:: What the task requires ::
Reproduce each of the following rows verbatim, leaving every character unchanged.

*****

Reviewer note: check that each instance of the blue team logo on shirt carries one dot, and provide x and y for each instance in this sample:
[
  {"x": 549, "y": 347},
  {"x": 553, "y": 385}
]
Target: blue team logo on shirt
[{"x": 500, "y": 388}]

*****

:: Exercise result ::
Reviewer note: check that each instance of the blue team logo on shirt carries one dot, and provide x and y for each instance in this sample:
[
  {"x": 549, "y": 347},
  {"x": 553, "y": 385}
]
Target: blue team logo on shirt
[{"x": 500, "y": 388}]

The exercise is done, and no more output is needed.